*What to work on*: Count how many lines in the rows below contain the string "church", treating uppercase and lowercase letters as different. Give only the number.

──────── Listing ────────

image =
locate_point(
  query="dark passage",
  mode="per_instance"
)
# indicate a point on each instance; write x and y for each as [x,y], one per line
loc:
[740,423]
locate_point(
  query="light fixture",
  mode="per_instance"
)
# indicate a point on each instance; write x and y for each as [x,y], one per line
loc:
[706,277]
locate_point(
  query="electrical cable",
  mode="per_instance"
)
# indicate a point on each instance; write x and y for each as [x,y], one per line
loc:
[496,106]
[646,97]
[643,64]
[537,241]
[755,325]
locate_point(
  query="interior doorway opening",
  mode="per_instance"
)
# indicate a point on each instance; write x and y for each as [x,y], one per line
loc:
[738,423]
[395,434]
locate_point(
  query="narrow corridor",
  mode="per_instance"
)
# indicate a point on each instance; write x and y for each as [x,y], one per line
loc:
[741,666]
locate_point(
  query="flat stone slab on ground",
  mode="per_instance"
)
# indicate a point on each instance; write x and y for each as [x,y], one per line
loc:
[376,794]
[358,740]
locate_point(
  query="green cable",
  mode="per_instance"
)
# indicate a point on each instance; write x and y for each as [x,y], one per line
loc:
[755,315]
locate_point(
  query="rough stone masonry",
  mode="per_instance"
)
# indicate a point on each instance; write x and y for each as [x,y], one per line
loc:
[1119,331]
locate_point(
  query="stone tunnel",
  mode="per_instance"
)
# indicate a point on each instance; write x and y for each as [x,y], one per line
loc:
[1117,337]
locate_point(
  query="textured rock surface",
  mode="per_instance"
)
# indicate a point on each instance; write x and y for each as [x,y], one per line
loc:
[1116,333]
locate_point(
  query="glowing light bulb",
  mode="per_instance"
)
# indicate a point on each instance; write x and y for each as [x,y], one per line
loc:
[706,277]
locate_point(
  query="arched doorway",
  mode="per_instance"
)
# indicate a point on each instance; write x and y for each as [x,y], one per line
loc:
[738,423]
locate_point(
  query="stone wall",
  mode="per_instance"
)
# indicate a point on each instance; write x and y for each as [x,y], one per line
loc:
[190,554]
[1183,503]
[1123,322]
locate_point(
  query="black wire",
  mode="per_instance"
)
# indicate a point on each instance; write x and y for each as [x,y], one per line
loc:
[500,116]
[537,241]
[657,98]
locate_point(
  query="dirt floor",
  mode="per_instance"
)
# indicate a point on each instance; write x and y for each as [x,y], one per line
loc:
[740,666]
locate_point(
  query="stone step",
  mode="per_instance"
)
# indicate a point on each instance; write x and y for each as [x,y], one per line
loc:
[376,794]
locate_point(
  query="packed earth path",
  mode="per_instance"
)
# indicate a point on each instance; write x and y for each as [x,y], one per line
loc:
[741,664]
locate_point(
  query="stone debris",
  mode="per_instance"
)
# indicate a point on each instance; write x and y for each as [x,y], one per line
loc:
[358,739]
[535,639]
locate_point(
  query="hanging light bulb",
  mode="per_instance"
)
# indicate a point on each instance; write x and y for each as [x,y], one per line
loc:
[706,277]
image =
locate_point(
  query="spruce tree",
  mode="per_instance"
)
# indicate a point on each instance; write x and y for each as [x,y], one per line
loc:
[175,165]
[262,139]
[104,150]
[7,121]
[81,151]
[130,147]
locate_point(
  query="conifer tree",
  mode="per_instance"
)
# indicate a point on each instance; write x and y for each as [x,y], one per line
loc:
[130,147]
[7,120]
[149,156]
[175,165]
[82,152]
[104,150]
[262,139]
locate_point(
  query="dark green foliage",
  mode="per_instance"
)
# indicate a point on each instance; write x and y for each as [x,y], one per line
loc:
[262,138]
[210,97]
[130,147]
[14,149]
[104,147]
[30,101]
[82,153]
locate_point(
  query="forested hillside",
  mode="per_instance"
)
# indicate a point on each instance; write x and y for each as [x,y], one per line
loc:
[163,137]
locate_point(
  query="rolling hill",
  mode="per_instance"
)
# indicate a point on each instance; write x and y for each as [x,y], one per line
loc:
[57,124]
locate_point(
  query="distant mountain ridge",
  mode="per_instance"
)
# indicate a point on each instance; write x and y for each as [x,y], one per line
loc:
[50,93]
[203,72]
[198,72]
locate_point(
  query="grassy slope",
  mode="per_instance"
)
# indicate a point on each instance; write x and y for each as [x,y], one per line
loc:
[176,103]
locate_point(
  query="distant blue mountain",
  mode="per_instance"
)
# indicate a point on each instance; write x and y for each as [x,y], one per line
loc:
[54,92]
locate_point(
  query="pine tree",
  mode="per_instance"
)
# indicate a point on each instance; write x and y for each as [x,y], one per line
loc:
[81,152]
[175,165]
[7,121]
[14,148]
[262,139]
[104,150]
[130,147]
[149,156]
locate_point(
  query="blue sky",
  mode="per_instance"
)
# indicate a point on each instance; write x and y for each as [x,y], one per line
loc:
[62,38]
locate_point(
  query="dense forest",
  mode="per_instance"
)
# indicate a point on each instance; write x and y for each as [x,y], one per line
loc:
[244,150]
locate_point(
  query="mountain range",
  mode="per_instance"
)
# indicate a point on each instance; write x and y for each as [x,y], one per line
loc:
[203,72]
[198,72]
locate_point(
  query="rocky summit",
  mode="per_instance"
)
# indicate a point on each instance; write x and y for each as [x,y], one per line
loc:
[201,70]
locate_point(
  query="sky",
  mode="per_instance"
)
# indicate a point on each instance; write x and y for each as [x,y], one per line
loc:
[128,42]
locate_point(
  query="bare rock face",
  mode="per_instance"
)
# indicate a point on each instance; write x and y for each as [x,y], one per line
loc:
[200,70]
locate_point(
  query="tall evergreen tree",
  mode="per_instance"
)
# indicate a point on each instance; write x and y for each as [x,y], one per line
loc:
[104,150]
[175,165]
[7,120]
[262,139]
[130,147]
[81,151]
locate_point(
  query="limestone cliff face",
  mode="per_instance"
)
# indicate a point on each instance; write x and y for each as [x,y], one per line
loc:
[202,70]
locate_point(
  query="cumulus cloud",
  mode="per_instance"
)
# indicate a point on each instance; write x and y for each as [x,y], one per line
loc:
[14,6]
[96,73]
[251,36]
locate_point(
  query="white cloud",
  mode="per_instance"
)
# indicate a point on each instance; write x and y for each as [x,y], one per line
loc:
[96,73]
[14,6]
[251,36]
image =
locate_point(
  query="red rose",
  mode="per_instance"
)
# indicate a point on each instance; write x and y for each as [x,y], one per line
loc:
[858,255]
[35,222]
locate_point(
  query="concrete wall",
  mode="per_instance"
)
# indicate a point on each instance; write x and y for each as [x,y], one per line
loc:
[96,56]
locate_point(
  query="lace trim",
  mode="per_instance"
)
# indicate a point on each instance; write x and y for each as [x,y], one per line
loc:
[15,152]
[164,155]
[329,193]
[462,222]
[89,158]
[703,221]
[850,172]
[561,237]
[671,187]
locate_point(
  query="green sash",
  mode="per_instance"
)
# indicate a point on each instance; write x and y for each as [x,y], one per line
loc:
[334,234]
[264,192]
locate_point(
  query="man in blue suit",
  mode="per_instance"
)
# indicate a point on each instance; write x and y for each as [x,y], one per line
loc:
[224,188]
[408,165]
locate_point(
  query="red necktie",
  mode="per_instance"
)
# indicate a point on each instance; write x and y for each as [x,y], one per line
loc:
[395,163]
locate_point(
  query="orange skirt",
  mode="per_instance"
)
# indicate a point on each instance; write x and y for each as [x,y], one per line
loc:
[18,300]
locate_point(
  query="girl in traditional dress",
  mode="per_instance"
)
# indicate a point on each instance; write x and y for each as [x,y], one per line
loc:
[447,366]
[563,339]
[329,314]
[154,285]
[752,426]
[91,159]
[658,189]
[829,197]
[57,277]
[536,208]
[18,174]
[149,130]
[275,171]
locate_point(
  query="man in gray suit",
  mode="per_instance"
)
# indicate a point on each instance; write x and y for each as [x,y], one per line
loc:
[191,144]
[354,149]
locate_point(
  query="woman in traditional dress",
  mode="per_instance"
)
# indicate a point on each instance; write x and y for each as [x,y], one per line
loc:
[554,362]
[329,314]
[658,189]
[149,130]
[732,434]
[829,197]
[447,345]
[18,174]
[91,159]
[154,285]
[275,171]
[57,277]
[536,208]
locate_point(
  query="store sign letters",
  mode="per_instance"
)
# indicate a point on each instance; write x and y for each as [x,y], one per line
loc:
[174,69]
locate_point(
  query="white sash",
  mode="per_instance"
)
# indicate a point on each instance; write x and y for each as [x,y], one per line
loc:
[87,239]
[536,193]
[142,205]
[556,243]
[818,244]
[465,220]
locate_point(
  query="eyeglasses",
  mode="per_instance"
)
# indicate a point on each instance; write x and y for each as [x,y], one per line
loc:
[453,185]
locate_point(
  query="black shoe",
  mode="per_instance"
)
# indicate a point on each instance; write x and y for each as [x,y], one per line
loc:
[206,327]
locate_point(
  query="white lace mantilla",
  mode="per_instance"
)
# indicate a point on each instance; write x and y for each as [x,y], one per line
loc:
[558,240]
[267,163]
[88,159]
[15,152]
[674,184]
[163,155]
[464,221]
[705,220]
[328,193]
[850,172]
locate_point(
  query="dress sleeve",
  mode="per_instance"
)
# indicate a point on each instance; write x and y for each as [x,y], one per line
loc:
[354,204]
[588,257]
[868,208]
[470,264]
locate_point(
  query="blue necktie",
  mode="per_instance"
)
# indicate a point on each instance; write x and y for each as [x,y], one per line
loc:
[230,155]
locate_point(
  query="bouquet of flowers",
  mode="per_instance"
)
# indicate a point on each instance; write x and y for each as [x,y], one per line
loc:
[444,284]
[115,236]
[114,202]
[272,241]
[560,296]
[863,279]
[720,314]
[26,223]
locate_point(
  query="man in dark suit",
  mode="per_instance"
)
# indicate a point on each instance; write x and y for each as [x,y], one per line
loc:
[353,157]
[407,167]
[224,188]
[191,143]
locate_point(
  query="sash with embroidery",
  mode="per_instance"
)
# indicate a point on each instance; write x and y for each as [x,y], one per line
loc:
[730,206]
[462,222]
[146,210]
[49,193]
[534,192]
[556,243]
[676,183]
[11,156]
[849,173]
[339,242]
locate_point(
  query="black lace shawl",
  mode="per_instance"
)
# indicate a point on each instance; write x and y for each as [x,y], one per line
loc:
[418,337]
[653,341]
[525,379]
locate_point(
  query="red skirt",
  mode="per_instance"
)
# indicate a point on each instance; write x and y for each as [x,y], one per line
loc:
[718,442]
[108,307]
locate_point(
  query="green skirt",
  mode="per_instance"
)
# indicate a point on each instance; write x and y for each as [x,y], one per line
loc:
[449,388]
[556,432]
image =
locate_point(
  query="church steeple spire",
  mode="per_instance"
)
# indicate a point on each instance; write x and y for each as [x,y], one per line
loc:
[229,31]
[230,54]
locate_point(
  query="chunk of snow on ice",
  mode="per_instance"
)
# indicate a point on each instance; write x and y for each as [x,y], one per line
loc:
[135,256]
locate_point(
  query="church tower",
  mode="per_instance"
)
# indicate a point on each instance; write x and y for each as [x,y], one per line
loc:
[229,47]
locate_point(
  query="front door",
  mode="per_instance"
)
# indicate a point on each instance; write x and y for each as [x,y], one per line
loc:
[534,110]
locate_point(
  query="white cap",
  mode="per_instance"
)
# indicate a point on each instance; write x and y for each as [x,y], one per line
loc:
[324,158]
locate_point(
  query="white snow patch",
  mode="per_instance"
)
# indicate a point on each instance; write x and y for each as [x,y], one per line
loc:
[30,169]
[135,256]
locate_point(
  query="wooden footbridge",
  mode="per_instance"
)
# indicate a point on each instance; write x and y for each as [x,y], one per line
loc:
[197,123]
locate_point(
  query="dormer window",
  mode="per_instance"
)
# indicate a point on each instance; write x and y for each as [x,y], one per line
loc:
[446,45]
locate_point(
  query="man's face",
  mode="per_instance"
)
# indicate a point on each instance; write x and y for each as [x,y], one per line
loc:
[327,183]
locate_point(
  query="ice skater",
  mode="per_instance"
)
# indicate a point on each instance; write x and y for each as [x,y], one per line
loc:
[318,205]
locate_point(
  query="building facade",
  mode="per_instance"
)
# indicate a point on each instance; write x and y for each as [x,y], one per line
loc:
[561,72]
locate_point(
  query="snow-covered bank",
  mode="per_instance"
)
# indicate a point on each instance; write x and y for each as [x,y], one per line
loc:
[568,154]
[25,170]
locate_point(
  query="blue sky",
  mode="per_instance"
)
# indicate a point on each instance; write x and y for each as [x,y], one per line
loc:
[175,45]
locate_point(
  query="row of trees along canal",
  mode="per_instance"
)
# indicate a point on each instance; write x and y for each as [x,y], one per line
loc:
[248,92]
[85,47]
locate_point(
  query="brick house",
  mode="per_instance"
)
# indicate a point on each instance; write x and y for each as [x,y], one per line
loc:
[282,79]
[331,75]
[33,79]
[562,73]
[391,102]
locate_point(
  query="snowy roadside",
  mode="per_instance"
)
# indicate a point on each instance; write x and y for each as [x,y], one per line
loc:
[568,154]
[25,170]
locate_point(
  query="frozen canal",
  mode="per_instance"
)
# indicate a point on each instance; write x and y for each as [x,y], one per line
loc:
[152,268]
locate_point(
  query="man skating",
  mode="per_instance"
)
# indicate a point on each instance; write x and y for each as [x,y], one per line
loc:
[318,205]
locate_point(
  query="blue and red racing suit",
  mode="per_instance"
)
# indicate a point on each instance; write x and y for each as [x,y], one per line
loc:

────────

*Solution*: 2